# Stored dataset items
-- begin --

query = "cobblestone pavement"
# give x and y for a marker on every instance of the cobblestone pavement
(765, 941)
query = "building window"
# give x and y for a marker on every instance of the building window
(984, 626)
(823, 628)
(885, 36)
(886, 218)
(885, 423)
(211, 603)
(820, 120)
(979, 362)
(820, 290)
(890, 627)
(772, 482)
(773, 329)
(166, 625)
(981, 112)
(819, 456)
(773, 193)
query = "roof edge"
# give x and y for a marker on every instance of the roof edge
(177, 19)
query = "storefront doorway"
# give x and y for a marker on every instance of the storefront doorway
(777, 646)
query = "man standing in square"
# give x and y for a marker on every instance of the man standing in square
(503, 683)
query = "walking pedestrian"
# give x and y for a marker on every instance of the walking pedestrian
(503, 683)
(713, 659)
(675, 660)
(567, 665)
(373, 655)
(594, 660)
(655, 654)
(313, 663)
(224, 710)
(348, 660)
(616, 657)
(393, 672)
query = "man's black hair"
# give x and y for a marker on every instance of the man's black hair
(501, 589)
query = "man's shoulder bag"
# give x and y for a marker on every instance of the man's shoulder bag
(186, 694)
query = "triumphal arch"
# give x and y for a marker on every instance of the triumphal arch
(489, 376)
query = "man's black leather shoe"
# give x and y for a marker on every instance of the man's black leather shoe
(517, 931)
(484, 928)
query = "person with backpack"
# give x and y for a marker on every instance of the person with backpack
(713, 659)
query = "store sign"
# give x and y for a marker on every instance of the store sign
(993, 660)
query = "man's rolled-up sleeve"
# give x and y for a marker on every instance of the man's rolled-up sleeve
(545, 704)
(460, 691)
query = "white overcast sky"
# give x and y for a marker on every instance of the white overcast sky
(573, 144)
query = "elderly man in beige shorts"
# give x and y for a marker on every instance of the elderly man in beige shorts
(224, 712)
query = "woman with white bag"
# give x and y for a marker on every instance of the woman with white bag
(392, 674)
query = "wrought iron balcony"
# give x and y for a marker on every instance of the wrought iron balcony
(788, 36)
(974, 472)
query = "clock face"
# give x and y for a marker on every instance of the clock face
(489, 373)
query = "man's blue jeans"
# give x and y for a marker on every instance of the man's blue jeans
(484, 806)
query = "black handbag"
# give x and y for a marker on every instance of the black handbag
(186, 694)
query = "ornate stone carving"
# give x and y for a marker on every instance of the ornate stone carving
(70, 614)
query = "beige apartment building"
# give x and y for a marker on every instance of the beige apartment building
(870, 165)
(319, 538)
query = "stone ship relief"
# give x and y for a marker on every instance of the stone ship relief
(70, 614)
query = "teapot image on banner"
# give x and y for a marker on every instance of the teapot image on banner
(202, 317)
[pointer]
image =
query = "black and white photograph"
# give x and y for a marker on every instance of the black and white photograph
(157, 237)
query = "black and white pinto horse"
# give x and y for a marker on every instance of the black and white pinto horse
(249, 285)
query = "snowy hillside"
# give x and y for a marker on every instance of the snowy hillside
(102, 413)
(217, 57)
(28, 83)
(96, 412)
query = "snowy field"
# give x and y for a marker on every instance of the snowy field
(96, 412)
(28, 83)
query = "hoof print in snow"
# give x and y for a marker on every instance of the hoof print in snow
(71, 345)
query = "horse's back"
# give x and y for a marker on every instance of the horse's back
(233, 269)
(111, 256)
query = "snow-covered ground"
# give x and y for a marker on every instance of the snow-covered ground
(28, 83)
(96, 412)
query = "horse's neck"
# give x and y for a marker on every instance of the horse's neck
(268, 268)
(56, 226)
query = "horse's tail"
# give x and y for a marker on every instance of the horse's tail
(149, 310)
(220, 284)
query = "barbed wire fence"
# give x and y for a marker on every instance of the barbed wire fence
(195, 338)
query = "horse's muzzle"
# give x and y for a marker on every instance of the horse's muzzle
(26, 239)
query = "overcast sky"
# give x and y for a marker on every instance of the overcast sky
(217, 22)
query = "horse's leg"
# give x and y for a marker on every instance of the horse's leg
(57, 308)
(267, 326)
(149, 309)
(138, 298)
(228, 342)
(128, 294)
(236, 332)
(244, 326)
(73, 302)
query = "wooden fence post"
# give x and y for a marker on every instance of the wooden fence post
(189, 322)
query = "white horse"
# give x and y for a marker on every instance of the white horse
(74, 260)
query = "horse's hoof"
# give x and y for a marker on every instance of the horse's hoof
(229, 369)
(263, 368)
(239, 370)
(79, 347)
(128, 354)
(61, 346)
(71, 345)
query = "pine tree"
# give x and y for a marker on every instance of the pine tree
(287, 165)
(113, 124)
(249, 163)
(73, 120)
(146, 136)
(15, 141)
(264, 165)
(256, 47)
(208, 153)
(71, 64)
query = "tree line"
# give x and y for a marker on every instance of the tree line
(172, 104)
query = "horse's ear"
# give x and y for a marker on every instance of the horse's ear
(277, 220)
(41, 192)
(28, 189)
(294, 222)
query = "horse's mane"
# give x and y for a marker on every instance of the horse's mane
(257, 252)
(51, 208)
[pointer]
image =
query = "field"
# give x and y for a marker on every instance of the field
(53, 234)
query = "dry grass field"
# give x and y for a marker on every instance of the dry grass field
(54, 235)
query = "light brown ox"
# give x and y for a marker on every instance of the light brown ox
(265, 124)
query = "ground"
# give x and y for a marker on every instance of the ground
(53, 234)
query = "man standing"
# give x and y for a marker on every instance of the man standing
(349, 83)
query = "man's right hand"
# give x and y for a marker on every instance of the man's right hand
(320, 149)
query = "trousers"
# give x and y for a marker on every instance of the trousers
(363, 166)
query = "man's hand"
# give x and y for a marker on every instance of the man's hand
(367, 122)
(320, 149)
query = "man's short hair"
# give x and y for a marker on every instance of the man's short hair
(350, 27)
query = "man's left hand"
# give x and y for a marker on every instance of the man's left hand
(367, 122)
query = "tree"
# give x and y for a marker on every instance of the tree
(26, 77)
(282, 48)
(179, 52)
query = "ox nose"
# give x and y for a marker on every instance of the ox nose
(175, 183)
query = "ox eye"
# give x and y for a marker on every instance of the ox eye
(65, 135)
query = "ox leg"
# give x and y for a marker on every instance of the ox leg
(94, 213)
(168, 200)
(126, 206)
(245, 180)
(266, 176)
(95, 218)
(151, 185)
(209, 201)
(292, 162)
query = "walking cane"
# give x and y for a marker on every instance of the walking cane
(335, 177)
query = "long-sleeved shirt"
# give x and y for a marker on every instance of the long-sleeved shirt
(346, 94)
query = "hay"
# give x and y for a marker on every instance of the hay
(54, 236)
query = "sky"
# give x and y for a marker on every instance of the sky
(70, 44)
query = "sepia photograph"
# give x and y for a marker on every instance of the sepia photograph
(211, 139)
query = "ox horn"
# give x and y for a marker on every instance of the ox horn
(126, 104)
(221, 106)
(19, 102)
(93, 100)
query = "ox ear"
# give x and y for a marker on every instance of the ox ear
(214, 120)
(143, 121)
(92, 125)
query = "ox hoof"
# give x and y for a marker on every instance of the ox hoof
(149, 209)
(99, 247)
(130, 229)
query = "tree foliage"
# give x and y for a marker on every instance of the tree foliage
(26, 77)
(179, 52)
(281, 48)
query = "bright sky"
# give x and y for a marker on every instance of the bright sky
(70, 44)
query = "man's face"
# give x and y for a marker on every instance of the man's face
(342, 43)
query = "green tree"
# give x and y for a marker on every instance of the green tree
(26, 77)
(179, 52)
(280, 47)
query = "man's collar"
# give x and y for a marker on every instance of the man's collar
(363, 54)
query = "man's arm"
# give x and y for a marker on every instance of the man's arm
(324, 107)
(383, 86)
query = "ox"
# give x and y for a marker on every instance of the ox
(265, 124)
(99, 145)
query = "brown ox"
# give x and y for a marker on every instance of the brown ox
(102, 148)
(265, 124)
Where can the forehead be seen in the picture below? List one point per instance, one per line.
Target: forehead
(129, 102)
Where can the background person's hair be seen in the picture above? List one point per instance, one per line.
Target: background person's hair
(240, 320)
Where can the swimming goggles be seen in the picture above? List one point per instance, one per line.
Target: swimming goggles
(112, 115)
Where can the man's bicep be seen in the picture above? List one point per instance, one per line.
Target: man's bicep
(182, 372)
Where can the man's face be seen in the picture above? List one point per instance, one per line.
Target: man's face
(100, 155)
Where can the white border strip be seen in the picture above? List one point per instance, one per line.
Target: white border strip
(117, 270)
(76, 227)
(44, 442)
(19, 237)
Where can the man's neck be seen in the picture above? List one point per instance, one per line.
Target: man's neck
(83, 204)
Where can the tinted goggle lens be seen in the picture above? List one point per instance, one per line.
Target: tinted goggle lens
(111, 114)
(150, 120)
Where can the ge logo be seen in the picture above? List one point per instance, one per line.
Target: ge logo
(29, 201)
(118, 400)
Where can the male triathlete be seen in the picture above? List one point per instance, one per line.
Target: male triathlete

-- end --

# Stated task
Nothing but the lines from the one with "Where can the white" through the end of the data above should be repeated, each exactly as it stands.

# Answer to the problem
Where can the white border strip be seen in the picture above? List one point per instance, one per line.
Target: white border strip
(117, 270)
(76, 227)
(44, 442)
(19, 237)
Where can the man's neck be seen in the picture above? List one point per instance, one per line.
Target: man's neck
(83, 204)
Where can the tinted goggle lens be seen in the picture above? List one point per instance, one per line.
Target: tinted goggle lens
(111, 114)
(150, 120)
Where can the ge logo be seen in the picture above? List one point per instance, one per line.
Target: ge logo
(29, 201)
(118, 400)
Where can the male triathlete be seen in the picture above? List one point per instance, one per line.
Target: male triathlete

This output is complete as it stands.